----- MATERIAL TO PROCESS
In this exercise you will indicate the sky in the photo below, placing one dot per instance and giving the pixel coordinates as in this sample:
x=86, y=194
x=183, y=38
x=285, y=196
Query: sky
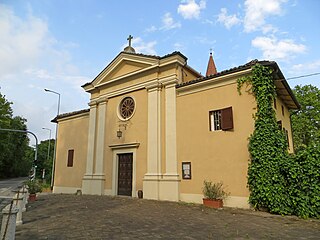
----------
§ TO DO
Pictures are not part of the copy; transcribe the rest of the data verbatim.

§ EXPECTED ANSWER
In this exercise you will indicate the sky in the photo below, placing one dot per instance and giving the pixel coordinates as in this sample:
x=86, y=194
x=183, y=38
x=285, y=196
Query: sky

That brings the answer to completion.